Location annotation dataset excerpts
□ □ □ □ □ □ □

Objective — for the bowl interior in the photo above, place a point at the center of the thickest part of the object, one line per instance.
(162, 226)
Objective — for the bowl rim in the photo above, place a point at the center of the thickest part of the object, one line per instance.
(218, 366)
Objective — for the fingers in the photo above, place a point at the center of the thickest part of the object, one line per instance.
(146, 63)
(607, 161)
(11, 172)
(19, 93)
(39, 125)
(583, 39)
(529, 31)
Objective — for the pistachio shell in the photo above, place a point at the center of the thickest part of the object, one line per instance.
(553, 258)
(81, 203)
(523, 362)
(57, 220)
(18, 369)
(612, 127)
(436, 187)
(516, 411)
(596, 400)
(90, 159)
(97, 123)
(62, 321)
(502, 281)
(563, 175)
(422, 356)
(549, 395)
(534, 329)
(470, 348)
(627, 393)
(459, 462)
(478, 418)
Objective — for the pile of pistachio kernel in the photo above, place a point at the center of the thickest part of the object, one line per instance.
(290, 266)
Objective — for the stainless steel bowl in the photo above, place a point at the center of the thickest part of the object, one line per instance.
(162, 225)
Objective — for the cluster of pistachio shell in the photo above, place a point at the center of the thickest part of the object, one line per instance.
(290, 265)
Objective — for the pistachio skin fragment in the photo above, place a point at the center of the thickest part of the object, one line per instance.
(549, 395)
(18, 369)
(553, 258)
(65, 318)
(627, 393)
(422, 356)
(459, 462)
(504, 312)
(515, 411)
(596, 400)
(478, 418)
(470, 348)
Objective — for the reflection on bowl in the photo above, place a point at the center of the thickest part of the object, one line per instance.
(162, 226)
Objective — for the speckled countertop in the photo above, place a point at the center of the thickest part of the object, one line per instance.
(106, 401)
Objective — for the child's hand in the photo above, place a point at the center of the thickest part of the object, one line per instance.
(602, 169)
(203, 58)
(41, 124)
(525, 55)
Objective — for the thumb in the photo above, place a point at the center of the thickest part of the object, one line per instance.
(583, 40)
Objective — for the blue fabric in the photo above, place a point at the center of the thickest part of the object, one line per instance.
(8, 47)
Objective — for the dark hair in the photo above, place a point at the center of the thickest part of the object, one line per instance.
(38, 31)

□ □ □ □ □ □ □

PROBLEM DETAILS: Rewrite the data above, putting "widest" in place of every instance of "thickest" and changing nothing else.

RIGHT ANSWER:
Objective — for the bowl interior in the photo above, place a point at the center of the widest part of the object, one line per instance.
(162, 226)
Objective — for the bowl rim in the photo above, place a point at the center of the widest part of the object, one line per instance.
(218, 366)
Objective — for the fingers in the photo above, place a point at the center of the widest part of the object, one line per instance.
(146, 63)
(607, 161)
(11, 172)
(19, 93)
(39, 125)
(583, 39)
(529, 31)
Objective — for the pistachio shell in the photo above, place a point at the center of the widest part of the object, one line per instance.
(553, 258)
(81, 203)
(523, 362)
(57, 220)
(18, 369)
(612, 127)
(436, 187)
(516, 411)
(596, 400)
(90, 159)
(97, 123)
(62, 321)
(502, 281)
(563, 175)
(422, 356)
(549, 395)
(534, 329)
(470, 348)
(627, 393)
(459, 462)
(478, 418)
Objective — for the pile of pistachio kernel in the photo above, place a point at the center of the widest part of the object, one line per instance.
(290, 266)
Objective — for the stainless steel bowl in the photo above, place a point at the center of the widest part of the object, one line per instance.
(162, 225)
Objective — for the cluster of pistachio shell in the photo above, place a point at the center of the widest part of the object, one line per instance.
(290, 265)
Objective — for the pistachio skin fragment in the photo above, place a point at the center of the widest part of the object, one line per instance.
(549, 395)
(18, 369)
(553, 258)
(65, 318)
(627, 393)
(422, 356)
(459, 462)
(504, 312)
(515, 411)
(596, 400)
(478, 418)
(470, 348)
Objective — for the reflection on bowl in the photo above, place a point at the center of the widest part of the object, one line per instance.
(162, 226)
Objective — for the speckled countertop in the photo above, place a point at the center of the widest part of the object, one line per instance.
(106, 401)
Objective — for the child's hand in the photo above, place a point at the center of the widest part of the object, one line per instance.
(602, 169)
(203, 58)
(41, 124)
(525, 55)
Objective — for the thumb in the photo above, place a point at the center of the widest part of the object, one line per instance.
(583, 40)
Objective — for the blue fabric in the photo above, place a point at the center of the widest part of the object, one line per instance.
(8, 47)
Objective — for the dark hair in the photo above, place a point at the center of the widest part of the object, one line per instance.
(38, 31)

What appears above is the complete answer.